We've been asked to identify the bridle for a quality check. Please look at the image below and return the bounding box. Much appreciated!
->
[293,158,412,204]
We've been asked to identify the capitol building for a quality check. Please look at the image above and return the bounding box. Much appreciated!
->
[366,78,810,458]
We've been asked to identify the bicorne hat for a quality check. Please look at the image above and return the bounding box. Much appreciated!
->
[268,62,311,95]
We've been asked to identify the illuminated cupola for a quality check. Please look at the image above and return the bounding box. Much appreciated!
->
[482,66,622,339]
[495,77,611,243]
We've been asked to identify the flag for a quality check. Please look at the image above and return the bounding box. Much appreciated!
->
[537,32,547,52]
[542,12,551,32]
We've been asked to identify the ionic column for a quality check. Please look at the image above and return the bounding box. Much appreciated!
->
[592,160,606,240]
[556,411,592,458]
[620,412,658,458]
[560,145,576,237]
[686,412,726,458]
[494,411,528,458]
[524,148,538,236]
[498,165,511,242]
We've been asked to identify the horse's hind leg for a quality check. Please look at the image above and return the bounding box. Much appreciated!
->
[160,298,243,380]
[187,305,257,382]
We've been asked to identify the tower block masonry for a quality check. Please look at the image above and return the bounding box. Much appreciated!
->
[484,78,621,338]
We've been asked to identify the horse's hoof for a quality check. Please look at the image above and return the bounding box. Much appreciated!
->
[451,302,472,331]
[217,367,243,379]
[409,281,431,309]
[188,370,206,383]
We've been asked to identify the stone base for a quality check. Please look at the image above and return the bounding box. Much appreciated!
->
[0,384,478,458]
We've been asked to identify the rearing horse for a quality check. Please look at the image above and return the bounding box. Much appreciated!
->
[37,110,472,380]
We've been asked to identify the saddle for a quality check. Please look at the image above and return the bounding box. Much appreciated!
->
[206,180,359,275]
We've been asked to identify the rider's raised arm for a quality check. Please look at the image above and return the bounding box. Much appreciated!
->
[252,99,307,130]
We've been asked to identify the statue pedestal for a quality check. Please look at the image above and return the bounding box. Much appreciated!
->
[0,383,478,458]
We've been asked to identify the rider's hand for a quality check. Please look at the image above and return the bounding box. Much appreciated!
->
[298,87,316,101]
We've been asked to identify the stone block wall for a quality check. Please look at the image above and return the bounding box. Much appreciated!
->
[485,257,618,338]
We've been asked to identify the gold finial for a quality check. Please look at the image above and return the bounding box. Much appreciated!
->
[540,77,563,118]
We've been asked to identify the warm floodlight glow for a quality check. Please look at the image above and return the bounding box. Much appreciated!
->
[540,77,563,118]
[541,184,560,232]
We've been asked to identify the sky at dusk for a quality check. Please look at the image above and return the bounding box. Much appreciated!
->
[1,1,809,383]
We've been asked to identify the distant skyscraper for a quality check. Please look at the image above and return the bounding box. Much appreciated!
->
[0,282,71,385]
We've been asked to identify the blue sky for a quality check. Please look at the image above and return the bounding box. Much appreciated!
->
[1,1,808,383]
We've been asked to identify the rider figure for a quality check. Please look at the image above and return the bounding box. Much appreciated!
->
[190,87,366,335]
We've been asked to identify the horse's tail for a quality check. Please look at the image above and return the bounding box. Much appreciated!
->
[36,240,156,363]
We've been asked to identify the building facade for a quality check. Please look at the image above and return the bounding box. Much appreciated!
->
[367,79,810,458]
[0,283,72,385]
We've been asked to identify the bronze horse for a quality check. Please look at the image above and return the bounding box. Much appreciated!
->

◆ ◆ ◆ ◆ ◆ ◆ ◆

- [Exercise details] Write out every record verbatim.

- [Task solution]
We've been asked to identify the bridle for a quality check. Please look at the image below and return the bounding box. Much appreciated!
->
[293,158,412,204]
We've been asked to identify the capitol building for a quality check. Please look at the image above and return the bounding box. Much appreciated!
->
[366,78,810,458]
We've been asked to identify the bicorne hat for a quality check. Please look at the image above and return the bounding box. Much appreciated!
->
[268,62,311,95]
We've been asked to identify the illuminated cupola for a quality check. Please look at the image above and return the bounding box. Much appreciated!
->
[482,66,622,339]
[495,77,611,243]
We've been asked to identify the flag for a quality check. Please look at the image above and return the bounding box. Much appreciated!
->
[537,32,547,52]
[542,12,551,32]
We've been asked to identify the ionic column for a quality check. Please look at the image above and return the bounding box. Much appreciated!
->
[592,160,606,240]
[556,411,592,458]
[620,412,658,458]
[560,145,576,237]
[686,412,726,458]
[494,411,528,458]
[524,148,538,236]
[498,165,511,242]
We've been asked to identify the horse's hind leg for a quality check. Please look at the image above and return the bounding box. Much appreciated!
->
[160,298,243,380]
[187,305,257,382]
We've been asked to identify the tower block masonry for a quality check. Please look at the image above and return the bounding box. Much appreciated!
->
[484,78,621,338]
We've been asked to identify the horse's hoof for a quality check. Please look at the image above and return the bounding box. Much appreciated!
->
[451,302,472,331]
[217,367,243,379]
[409,281,431,309]
[188,370,206,383]
We've been asked to identify the stone base for a quality check. Please look at the image above and return the bounding box. Much appreciated!
->
[0,384,478,458]
We've been asked to identify the rearing horse for a quality check. Please look at the image above and return the bounding box. Much appreciated!
->
[37,110,472,380]
We've been asked to identify the saddle for a quality check. Please look at the image above and return the bounding box. Much appreciated!
->
[206,180,359,275]
We've been asked to identify the rider's raised arm for a quality check. Please look at the image above and return the bounding box. Much appreciated!
->
[252,99,307,130]
We've been asked to identify the statue pedestal for a quality check. Please look at the image above and return the bounding box. Much appreciated!
->
[0,383,478,458]
We've been asked to identify the rider's hand for a quality check. Please look at the image above and return the bounding box. Much appreciated!
->
[298,87,316,101]
We've been asked to identify the stone block wall for a quality check. Please look at the image above and return the bounding box. Much appreciated!
->
[485,257,618,338]
We've been asked to identify the gold finial for a quality check. Please look at the image above and return the bounding box. Much appreciated!
->
[540,77,563,118]
We've been asked to identify the warm floodlight glow for a quality check. Please look at the image above and return the bounding box. Much appreciated!
->
[540,77,563,118]
[541,184,560,232]
We've been asked to identify the sky at dusk for a quality check. Please look at the image above and return the bounding box. Much appreciated!
->
[1,1,809,383]
We've been asked to identify the distant skyscraper for a quality check. Please look at the image above and return the bounding box. Much appreciated!
->
[0,282,71,385]
We've been asked to identify the blue sky for a quality check. Please look at the image above and return the bounding box. Much appreciated!
->
[1,1,808,383]
We've been asked to identify the rider figure for a quality check. Please look at the image above and return the bounding box. Much appreciated!
->
[190,87,366,335]
We've been asked to identify the horse's tail for a quality check. Please look at the image above and return the bounding box. Much appreciated!
->
[36,240,156,363]
We've been asked to identify the building facade for a quality check. Please look at the image above and return the bounding box. Much appreciated!
->
[367,79,810,458]
[0,283,72,385]
We've been asked to identify the bronze horse for a quality check. Please look at the image above and return the bounding box. Much appreciated!
->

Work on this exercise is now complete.